[Task to complete] Pick out every line in the records below that contains the word "tree", treating uppercase and lowercase as different, and copy each of those lines.

Excerpts from pointing data:
*****

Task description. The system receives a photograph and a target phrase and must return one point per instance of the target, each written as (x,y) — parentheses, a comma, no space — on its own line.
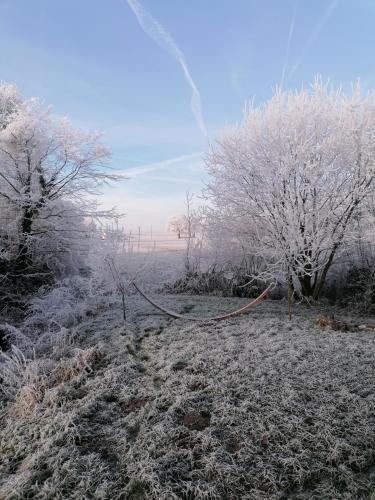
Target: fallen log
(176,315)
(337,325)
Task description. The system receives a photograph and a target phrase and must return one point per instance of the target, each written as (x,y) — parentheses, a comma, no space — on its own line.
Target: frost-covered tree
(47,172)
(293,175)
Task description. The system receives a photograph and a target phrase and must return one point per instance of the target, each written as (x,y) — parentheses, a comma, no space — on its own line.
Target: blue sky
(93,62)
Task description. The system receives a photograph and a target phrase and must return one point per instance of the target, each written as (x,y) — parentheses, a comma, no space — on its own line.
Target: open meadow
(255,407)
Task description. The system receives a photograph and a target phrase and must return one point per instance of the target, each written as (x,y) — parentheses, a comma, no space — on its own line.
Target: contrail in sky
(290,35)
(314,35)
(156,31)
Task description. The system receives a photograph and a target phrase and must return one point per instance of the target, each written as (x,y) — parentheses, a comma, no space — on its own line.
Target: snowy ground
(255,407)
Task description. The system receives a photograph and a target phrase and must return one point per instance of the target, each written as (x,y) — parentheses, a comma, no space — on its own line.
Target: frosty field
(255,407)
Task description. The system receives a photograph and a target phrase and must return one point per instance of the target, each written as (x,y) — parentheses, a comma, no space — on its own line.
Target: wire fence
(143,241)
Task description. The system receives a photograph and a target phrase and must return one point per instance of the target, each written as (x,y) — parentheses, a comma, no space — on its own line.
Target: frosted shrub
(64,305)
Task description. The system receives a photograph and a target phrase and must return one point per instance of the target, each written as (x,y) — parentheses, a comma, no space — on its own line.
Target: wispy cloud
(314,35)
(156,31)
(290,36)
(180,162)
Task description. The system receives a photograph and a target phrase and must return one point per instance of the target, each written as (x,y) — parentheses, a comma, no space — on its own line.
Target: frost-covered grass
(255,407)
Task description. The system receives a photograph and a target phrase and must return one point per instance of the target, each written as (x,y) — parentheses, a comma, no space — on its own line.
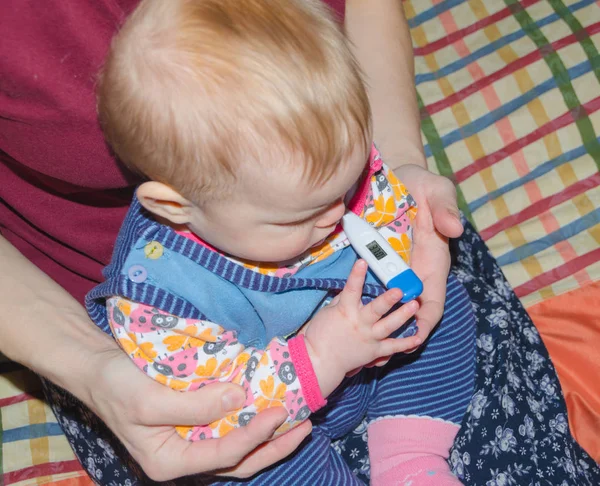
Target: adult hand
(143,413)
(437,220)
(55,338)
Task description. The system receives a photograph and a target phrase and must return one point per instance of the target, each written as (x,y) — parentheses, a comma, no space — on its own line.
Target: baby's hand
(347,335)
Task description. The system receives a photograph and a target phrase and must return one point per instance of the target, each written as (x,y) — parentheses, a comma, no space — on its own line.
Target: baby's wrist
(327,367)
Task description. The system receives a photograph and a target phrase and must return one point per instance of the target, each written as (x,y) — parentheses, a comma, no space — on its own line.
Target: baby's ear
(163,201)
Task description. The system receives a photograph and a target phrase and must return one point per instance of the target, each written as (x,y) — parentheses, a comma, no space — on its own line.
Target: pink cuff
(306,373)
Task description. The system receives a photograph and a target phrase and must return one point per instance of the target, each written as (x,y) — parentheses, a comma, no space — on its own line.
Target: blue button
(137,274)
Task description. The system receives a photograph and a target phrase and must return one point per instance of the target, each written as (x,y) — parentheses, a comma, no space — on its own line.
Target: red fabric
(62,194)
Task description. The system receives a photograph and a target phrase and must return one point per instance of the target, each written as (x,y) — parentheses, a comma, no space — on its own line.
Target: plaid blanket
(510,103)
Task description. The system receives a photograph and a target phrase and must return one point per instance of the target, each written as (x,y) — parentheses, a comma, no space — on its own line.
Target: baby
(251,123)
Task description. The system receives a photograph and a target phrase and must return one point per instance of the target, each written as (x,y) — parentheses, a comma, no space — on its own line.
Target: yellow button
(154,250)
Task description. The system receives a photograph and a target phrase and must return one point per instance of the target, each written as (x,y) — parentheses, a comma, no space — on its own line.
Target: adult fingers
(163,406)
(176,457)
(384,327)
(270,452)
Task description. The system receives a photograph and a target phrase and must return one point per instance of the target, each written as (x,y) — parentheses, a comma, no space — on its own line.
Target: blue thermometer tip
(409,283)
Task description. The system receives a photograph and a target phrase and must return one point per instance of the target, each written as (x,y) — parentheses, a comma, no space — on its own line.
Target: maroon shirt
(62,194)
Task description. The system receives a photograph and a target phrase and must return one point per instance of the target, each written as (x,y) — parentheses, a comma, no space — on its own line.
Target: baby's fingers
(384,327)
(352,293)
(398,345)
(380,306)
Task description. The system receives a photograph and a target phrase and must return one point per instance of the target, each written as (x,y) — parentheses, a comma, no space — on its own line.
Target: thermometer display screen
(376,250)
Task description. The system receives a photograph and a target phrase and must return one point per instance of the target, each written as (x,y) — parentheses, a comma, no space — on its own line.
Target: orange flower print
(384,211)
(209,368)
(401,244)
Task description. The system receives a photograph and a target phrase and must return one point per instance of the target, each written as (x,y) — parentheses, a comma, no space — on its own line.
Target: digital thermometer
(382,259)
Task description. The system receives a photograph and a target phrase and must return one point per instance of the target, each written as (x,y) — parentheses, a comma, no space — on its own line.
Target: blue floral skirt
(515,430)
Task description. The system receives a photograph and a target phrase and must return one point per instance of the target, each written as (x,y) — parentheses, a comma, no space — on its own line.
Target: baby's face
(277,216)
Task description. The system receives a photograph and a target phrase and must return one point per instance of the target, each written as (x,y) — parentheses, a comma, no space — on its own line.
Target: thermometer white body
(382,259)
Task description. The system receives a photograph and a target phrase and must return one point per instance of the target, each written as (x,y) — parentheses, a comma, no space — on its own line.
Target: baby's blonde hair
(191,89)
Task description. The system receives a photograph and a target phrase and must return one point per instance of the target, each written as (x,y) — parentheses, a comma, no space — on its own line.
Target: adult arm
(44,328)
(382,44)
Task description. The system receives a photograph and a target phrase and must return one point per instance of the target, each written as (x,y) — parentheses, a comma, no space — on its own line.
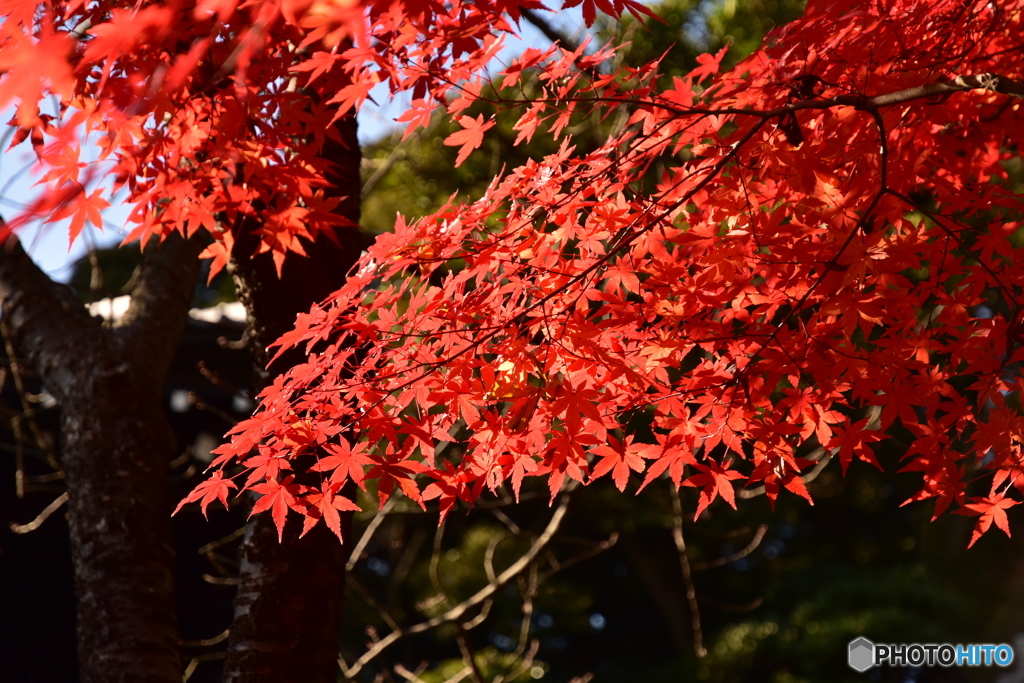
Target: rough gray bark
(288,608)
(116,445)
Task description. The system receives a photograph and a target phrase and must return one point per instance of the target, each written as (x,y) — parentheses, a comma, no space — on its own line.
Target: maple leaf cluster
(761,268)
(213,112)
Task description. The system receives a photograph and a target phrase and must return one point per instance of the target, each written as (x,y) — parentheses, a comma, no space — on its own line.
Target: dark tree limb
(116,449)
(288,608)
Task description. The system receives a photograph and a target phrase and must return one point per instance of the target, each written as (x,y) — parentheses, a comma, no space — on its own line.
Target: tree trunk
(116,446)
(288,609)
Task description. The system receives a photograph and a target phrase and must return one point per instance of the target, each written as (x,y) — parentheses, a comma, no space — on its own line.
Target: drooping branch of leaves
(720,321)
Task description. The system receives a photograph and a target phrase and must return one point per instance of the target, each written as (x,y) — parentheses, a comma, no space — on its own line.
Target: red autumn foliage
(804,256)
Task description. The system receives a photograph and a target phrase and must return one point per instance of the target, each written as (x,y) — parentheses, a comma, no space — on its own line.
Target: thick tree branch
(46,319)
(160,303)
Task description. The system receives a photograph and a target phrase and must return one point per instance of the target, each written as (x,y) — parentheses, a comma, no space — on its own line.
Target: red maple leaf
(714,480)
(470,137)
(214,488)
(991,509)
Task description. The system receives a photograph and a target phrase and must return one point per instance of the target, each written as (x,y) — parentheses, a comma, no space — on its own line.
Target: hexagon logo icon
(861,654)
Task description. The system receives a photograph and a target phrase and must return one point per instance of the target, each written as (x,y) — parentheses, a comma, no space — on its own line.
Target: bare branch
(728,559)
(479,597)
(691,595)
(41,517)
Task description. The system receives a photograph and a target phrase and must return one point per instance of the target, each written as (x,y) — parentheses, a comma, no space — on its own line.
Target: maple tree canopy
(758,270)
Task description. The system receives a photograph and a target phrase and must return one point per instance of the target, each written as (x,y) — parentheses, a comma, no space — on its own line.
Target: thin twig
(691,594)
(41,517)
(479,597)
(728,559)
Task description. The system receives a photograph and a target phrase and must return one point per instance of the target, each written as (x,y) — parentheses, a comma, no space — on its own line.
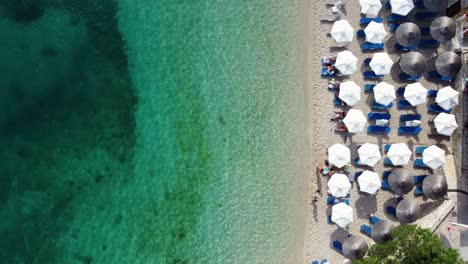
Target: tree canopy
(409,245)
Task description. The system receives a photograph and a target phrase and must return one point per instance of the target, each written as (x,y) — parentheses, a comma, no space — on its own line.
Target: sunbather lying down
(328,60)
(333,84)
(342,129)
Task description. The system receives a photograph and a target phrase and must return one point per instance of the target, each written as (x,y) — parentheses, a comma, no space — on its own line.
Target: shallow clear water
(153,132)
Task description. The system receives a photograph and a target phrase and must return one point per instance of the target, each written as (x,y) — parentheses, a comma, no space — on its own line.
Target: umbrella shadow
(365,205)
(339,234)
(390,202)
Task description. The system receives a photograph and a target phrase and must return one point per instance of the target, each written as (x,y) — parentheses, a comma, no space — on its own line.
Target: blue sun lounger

*****

[Written solution]
Target: frost-covered tree
Target: dark tree limb
Target: tree trunk
Target: thick tree branch
Target: maple tree canopy
Target: tree canopy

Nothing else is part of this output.